• [Task brief]:
Each line shown below should be copied exactly.

• [Task inputs]:

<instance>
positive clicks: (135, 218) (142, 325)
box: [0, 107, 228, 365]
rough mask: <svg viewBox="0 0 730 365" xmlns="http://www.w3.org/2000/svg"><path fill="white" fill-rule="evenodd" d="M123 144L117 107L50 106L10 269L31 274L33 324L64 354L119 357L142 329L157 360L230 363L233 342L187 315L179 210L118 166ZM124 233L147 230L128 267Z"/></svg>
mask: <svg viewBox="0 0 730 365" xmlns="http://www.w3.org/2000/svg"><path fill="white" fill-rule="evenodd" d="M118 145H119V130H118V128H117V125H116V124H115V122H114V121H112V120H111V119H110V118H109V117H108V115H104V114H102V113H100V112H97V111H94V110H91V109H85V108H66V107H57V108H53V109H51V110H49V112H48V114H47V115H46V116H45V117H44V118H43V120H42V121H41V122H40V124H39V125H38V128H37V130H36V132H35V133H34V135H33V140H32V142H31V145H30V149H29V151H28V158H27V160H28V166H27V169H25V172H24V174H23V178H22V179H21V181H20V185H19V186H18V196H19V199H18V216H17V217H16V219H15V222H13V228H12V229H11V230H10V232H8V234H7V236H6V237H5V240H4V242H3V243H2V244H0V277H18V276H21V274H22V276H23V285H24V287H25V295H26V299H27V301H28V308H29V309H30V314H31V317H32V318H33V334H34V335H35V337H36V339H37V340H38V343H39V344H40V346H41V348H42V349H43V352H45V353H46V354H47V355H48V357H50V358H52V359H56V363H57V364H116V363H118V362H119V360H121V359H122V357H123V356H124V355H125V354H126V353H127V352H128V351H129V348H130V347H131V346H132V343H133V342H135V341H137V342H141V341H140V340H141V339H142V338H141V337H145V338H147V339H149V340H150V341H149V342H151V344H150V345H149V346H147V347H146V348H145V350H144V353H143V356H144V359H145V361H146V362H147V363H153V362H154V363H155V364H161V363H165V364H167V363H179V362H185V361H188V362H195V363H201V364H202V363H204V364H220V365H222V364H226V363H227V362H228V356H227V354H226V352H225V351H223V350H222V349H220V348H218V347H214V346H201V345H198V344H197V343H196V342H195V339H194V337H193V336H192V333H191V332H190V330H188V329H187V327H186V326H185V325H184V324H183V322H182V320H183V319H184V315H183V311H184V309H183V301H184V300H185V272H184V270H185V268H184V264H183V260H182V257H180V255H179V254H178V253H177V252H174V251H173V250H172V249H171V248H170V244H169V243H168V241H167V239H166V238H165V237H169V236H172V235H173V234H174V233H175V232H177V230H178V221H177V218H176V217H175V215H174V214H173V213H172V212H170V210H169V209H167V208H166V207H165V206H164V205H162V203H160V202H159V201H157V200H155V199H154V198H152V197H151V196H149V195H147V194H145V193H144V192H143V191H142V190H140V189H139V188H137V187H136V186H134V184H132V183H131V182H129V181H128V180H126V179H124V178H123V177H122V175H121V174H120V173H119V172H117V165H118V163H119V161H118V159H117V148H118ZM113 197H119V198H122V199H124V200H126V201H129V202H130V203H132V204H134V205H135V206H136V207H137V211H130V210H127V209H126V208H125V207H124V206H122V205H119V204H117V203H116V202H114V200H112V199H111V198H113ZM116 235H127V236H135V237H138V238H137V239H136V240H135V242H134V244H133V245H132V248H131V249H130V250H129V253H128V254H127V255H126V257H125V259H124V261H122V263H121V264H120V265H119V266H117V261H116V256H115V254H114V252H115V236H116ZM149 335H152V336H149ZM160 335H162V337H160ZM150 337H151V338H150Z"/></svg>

• [Written answer]:
<instance>
positive clicks: (135, 218) (142, 325)
box: [0, 107, 228, 365]
rough mask: <svg viewBox="0 0 730 365" xmlns="http://www.w3.org/2000/svg"><path fill="white" fill-rule="evenodd" d="M123 144L117 107L50 106L10 269L31 274L33 324L64 354L119 357L142 329L157 360L230 363L233 342L187 315L179 210L118 166ZM124 233L147 230L128 267Z"/></svg>
mask: <svg viewBox="0 0 730 365" xmlns="http://www.w3.org/2000/svg"><path fill="white" fill-rule="evenodd" d="M118 145H119V130H118V128H117V125H116V124H115V122H114V121H112V120H111V119H110V118H109V117H108V115H104V114H102V113H100V112H97V111H94V110H91V109H85V108H66V107H57V108H53V109H51V110H49V112H48V114H47V115H46V116H45V117H44V118H43V120H42V121H41V122H40V124H39V125H38V128H37V130H36V132H35V133H34V135H33V140H32V142H31V145H30V149H29V151H28V158H27V160H28V166H27V169H25V172H24V174H23V178H22V179H21V181H20V185H19V186H18V196H19V199H18V216H17V217H16V219H15V222H13V228H12V229H11V230H10V232H8V234H7V236H6V237H5V240H4V242H3V243H2V244H0V277H18V276H21V274H22V276H23V285H24V287H25V295H26V299H27V301H28V308H29V309H30V314H31V317H32V318H33V334H34V335H35V337H36V339H37V340H38V343H39V344H40V346H41V348H42V349H43V352H45V353H46V354H47V355H48V357H50V358H52V359H56V363H57V364H116V363H118V362H119V360H121V359H122V357H123V356H124V355H125V354H126V353H127V352H128V351H129V348H130V347H131V346H132V343H133V342H135V341H137V342H141V341H140V340H141V339H142V338H141V337H145V338H147V339H149V340H150V341H149V342H151V344H150V345H149V346H147V347H146V348H145V350H144V353H143V356H144V359H145V361H146V362H147V363H153V362H154V363H155V364H161V363H165V364H167V363H179V362H185V361H188V362H195V363H201V364H202V363H204V364H220V365H222V364H226V363H227V362H228V356H227V354H226V352H225V351H223V350H222V349H220V348H218V347H214V346H201V345H198V344H197V343H196V342H195V339H194V337H193V336H192V333H191V332H190V330H188V329H187V327H186V326H185V325H184V324H183V322H182V320H183V319H184V315H183V311H184V309H183V301H184V300H185V272H184V270H185V268H184V264H183V260H182V257H180V255H179V254H178V253H177V252H174V251H173V250H172V249H171V248H170V244H169V243H168V241H167V239H166V238H165V237H169V236H172V235H173V234H174V233H175V232H177V230H178V221H177V218H176V217H175V215H174V214H173V213H172V212H170V210H169V209H167V208H166V207H165V206H164V205H162V203H160V202H159V201H157V200H155V199H154V198H152V197H151V196H149V195H147V194H145V193H144V192H143V191H142V190H140V189H139V188H137V187H136V186H134V184H132V183H131V182H129V181H128V180H126V179H124V178H123V177H122V175H121V174H120V173H119V172H117V165H118V163H119V161H118V159H117V148H118ZM113 197H119V198H122V199H124V200H126V201H129V202H130V203H132V204H134V205H135V206H136V207H137V211H130V210H127V209H126V208H125V207H124V206H122V205H119V204H117V203H116V202H114V200H112V199H111V198H113ZM116 235H127V236H135V237H138V238H137V239H136V240H135V242H134V244H133V245H132V248H131V249H130V250H129V253H128V254H127V255H126V257H125V259H124V261H122V263H121V264H120V265H119V266H117V261H116V256H115V254H114V252H115V236H116ZM149 335H152V336H149ZM160 335H162V337H160ZM150 337H151V338H150Z"/></svg>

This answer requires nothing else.